Text extract
....
A Tutorial on k- Nearest Neighbors

One method for cluster analysis is the non-parametric k - Nearest Neighbors algorithm. This supervised learning method classifies an unknown data point by assuming that an unknown point’s class will be similar to nearby points. The model begins by calculating the distance (often euclidean, but can be other measures) to the k = 1, 2, … n nearest data points. After identifying the nearest neighbors, the model then counts the number of different class types and classifies the unknown point based on the plurality of class votes. For example, in a k=3 model, if the 3 nearest points are class 1, class 1, and class 2, the model classifies the unknown point as class 1. This modeling technique is a straightforward classification technique that can be applied to many problems.

tl;dr

This tutorial serves as an introduction to the k-Nearest Neighbors classification technique and covers:

  1. Replication Requirements: What you’ll need to reproduce the analysis in this tutorial.

  2. Train Test Split: How to separate the data frame into a Training set and a Testing set.

  3. Modeling Using knn: How to use the knn function from the class package.

  4. Refining the model: How to refine the model using best subset with the leaps package.

  5. Selecting the best k: Select the level of K that gives you the best test set accuracy values.

  6. Points of Note: Points of note regarding using k-NN

  7. Learn More: Visit these resources to learn more about k -NN.

Modeling

Replication requirements

To reproduce the results below you will need to download the genders dataset located at the following link. Make sure you save this file as voicedata.RData. Additionally, the tidyverse, plotly, class, knitr, kableExtra, and leap packages will be used for the analysis.

After saving, load it into your enviroment with load("voicedata.RData")1. We begin by inspecting the dataset.

load("voicedata.RData")
....
Information provided
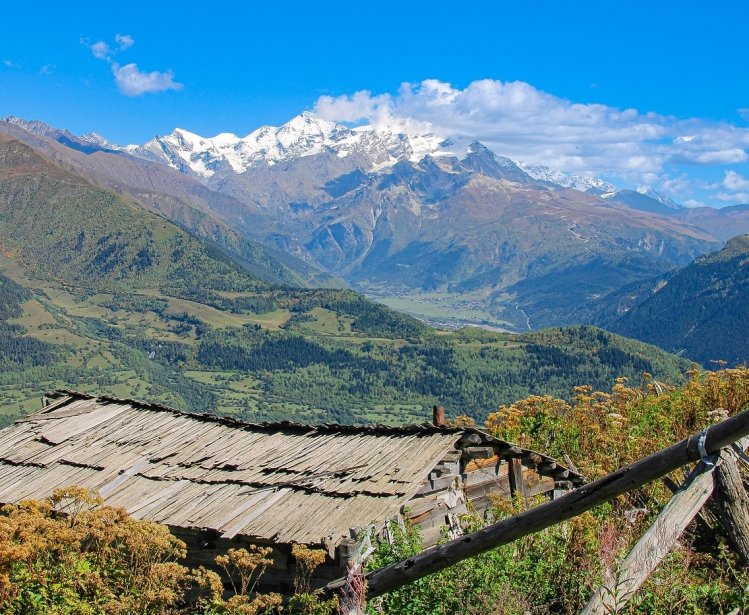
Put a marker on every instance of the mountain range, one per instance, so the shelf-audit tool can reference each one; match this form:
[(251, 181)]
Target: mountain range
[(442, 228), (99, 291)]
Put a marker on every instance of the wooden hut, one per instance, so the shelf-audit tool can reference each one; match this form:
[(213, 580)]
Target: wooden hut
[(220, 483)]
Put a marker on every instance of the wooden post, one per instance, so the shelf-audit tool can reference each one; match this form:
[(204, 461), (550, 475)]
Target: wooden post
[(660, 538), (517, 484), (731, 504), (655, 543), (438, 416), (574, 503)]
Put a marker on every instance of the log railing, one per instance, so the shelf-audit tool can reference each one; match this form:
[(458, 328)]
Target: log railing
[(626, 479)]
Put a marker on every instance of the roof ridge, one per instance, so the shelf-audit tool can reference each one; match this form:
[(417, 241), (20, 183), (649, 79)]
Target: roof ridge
....
Problems and tasks
1) In the k-Nearest Neighbors tutorial, under what file name should the downloaded dataset be saved?
2) Reproduce word for word the passage of the k-Nearest Neighbors tutorial that begins at the words "2. Train Test" and ends after the words "set accuracy values.".
3) Decide whether each statement below agrees with the k-Nearest Neighbors tutorial, answering yes or no and quoting the deciding words of the tutorial.
(a) The tutorial describes k-Nearest Neighbors as an unsupervised learning method.
(b) The distance the model calculates must always be euclidean.
(c) In a k=3 model whose three nearest points are class 1, class 1, and class 2, the unknown point is classified as class 1.

Complete answers
1) voicedata.RData

2)
2. Train Test Split: How to separate the data frame into a Training set and a Testing set.

  3. Modeling Using knn: How to use the knn function from the class package.

  4. Refining the model: How to refine the model using best subset with the leaps package.

  5. Selecting the best k: Select the level of K that gives you the best test set accuracy values.

3)
(a) No: "This supervised learning method classifies an unknown data point by assuming that an unknown point’s class will be similar to nearby points."
(b) No: "often euclidean, but can be other measures"
(c) Yes: "if the 3 nearest points are class 1, class 1, and class 2, the model classifies the unknown point as class 1."